DIRECTIONS » Show each line from the records below in which the word "dirt" occurs.

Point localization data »
= = = = =

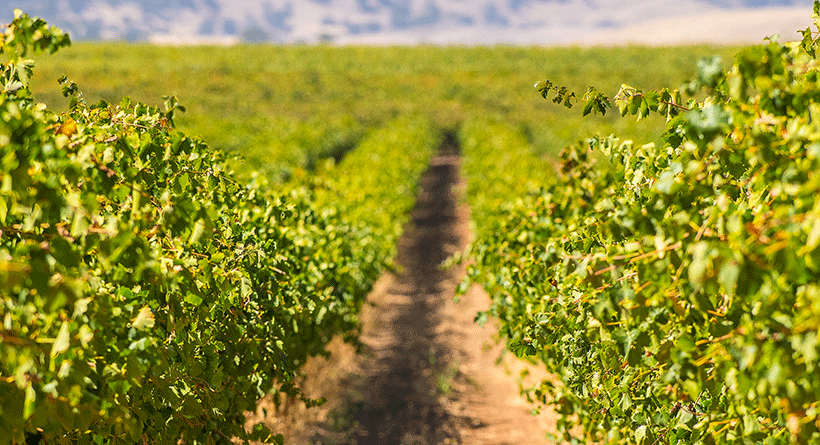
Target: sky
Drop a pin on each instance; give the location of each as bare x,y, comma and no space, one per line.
539,22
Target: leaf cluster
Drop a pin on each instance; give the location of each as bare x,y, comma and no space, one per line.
671,290
148,296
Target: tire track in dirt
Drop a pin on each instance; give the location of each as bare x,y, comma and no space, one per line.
427,374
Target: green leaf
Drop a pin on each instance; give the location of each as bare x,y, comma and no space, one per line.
144,319
61,343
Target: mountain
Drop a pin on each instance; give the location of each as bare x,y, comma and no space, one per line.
544,22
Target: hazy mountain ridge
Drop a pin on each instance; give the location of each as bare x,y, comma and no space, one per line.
371,21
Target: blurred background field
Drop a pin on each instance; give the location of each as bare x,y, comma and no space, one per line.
285,106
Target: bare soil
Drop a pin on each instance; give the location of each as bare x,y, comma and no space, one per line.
428,373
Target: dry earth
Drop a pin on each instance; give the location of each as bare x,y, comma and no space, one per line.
427,374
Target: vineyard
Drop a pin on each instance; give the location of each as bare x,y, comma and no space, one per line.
163,269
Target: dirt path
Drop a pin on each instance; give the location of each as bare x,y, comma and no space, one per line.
428,374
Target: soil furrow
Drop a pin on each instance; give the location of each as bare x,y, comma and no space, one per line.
426,374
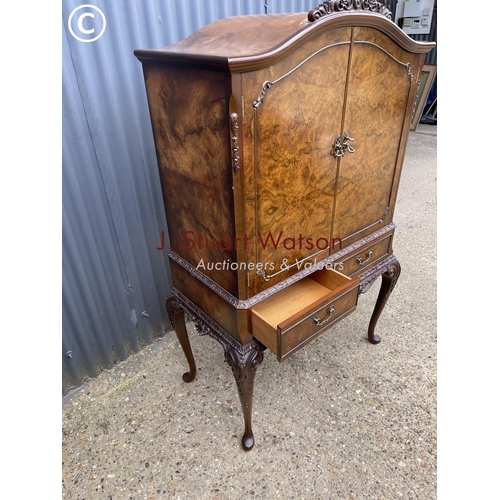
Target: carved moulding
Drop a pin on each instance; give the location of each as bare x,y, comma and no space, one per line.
205,325
235,148
332,6
250,302
389,265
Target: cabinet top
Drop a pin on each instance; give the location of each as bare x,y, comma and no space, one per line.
247,43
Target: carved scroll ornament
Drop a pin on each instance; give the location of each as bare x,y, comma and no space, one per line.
332,6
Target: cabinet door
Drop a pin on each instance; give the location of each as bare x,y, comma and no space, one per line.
377,105
297,111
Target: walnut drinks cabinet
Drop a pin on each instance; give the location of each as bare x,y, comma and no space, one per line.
280,141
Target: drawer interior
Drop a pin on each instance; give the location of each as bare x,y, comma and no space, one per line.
287,308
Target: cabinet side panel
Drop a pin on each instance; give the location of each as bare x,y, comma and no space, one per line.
189,114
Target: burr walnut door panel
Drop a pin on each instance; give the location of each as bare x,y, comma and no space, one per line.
296,114
376,106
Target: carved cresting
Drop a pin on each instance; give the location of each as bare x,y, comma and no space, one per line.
332,6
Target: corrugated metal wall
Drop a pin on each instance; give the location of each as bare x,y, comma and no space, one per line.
115,281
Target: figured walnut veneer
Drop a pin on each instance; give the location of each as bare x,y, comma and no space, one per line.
280,141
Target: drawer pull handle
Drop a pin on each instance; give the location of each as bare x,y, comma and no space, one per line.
318,322
362,262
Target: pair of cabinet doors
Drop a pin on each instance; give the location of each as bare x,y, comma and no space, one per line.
323,134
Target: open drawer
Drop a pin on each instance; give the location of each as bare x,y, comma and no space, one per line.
300,312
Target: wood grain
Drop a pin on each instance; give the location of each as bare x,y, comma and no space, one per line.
191,130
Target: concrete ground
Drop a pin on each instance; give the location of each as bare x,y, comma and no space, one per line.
340,419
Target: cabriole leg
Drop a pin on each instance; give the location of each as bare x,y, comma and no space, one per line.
176,315
244,367
389,280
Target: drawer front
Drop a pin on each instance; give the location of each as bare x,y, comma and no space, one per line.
292,337
360,260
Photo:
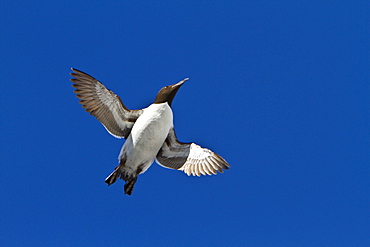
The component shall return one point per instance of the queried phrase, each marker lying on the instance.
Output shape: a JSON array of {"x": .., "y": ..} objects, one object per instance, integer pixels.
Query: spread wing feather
[
  {"x": 189, "y": 157},
  {"x": 103, "y": 104}
]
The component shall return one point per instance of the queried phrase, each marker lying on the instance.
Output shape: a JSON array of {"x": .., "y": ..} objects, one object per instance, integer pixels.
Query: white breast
[{"x": 147, "y": 136}]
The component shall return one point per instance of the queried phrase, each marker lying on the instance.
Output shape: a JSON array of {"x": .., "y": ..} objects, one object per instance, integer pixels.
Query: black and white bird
[{"x": 149, "y": 133}]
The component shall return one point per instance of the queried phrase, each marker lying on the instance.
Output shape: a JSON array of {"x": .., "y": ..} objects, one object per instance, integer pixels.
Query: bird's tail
[
  {"x": 111, "y": 179},
  {"x": 129, "y": 186}
]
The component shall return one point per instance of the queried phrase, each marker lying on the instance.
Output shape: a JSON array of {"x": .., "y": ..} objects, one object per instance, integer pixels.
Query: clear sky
[{"x": 279, "y": 89}]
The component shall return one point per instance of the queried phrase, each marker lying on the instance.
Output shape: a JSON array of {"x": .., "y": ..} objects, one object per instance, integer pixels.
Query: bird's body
[{"x": 149, "y": 133}]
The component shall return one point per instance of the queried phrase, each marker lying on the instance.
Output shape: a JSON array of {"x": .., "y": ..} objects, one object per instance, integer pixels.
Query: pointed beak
[{"x": 179, "y": 84}]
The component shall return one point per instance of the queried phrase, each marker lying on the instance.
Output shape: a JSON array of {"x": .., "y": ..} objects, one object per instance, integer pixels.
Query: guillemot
[{"x": 149, "y": 133}]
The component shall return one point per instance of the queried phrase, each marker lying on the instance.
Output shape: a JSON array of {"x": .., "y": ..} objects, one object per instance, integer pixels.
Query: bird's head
[{"x": 167, "y": 93}]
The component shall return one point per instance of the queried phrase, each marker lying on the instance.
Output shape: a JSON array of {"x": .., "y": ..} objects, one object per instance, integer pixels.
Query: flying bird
[{"x": 149, "y": 133}]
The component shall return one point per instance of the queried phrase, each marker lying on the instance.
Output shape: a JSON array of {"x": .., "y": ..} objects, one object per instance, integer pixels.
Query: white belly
[{"x": 147, "y": 136}]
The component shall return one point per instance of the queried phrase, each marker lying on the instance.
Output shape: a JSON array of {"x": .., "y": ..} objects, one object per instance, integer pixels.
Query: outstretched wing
[
  {"x": 189, "y": 157},
  {"x": 103, "y": 104}
]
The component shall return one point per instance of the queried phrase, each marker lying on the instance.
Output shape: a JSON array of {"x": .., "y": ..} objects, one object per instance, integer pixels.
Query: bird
[{"x": 149, "y": 133}]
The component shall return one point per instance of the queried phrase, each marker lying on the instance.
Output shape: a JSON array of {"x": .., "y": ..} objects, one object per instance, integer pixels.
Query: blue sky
[{"x": 279, "y": 89}]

= = = = =

OUTPUT FOR THIS EXERCISE »
Target: tire track in dirt
Target: dirt path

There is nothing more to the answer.